Senin, 29 Desember 2008

MENCERMATI SISI LAIN PENGABULAN UJI MATERIIL UU NO.10 TAHUN 2008 TENTANG PEMILU ANGGOTA DPR,DPD DAN DPRD OLEH

MENCERMATI SISI LAIN PENGABULAN UJI MATERIIL UU NO.10 TAHUN 2008 TENTANG PEMILU ANGGOTA DPR,DPD DAN DPRD OLEH
MAHKAMAH KONSTITUSI

Oleh. Prince Dindah,SIP
( Warga Jombang yang tinggal di Jl.HOS Cokroaminoto 59 Jombang )


Pemilu 2009 semakin mendekat dari hari kehari, berbagai pihak yang memiliki kepentingan atas hajatan rakyat lima tahunan tersebut mulai merangsek dan menggeliat untuk mencari cara dan merebut suara pemilih . Tentunya cara – cara massif yang berstandar budaya dan etika politik bangsa yang perlu dikedepankan.

◆ DAFTAR DATA:
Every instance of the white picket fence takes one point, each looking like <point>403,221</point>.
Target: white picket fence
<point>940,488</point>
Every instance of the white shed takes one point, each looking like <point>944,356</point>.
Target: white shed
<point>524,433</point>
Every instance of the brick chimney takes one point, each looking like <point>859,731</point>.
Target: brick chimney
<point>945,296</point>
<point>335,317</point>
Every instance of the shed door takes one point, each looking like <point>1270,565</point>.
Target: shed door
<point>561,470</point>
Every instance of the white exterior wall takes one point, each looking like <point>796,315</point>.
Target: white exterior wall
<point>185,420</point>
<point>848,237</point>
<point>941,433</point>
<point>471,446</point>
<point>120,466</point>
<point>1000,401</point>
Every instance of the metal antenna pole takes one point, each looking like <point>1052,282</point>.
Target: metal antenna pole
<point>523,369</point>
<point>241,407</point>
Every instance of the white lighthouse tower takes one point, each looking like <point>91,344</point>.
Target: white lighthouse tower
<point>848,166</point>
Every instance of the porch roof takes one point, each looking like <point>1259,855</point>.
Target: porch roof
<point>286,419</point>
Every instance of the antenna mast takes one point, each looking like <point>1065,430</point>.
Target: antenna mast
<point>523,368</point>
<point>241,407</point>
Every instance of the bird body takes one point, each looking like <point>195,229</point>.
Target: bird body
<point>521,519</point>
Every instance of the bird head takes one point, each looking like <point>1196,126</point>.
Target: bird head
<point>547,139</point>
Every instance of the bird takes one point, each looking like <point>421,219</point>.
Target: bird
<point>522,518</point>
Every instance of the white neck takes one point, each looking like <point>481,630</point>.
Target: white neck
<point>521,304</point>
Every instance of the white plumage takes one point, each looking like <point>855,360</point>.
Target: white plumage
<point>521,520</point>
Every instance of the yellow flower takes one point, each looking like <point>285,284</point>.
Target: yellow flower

◆ TINDAKAN YANG DIPERLUKAN:
**A)** Menurut teks bacaan tentang pengabulan uji materiil UU No. 10 Tahun 2008, pemilu tahun berapa yang semakin mendekat?
**B)** Ringkaslah teks bacaan tentang pengabulan uji materiil UU No. 10 Tahun 2008 dalam dua kalimat.
**C)** Lanjutkan teks bacaan tentang pengabulan uji materiil UU No. 10 Tahun 2008 dari titik terakhirnya.

◆ JAWABAN BERURUTAN:
**A)** Pemilu 2009.

**B)** Tulisan ini mencermati sisi lain pengabulan uji materiil UU No. 10 Tahun 2008 tentang Pemilu anggota DPR, DPD, dan DPRD oleh Mahkamah Konstitusi. Menjelang Pemilu 2009, berbagai pihak yang berkepentingan mulai bergerak mencari cara dan merebut suara pemilih, dan cara yang perlu dikedepankan adalah cara yang berstandar budaya dan etika politik bangsa.

**C)**
Sejarah pemilihan umum di Negara kita telah dilewati dengan beberapa model pemilu , berbagai variasi sistem proporsional telah diterapkan seperti; proporsional dengan stelsel daftar. Pemilu selama Orba menggunakan proporsional dengan daftar tertutup. Kritik terhadap model ini berimplikasi pada perbaikan pemilu 1999 dan 2004, setidaknya terdapat kombinasi antara daftar terbuka dengan tertutup. Penyelenggara pemilu pun tidak lagi pemerintah tetapi sebuah lembaga independent. Lembaga ini perlu didukung semangat untuk memasukkan anggotanya yang benar – benar steril dari kepentingan apapun kecuali kepentingan nasional bangsa ini, yang seharusnya benar – benar independent sampai ditingkat daerah yang tidak mau kompromi untuk diajak “kerjasama” dalam pengambilan keputusannya. Tapi mungkinkah hal ideal itu dilakukan ?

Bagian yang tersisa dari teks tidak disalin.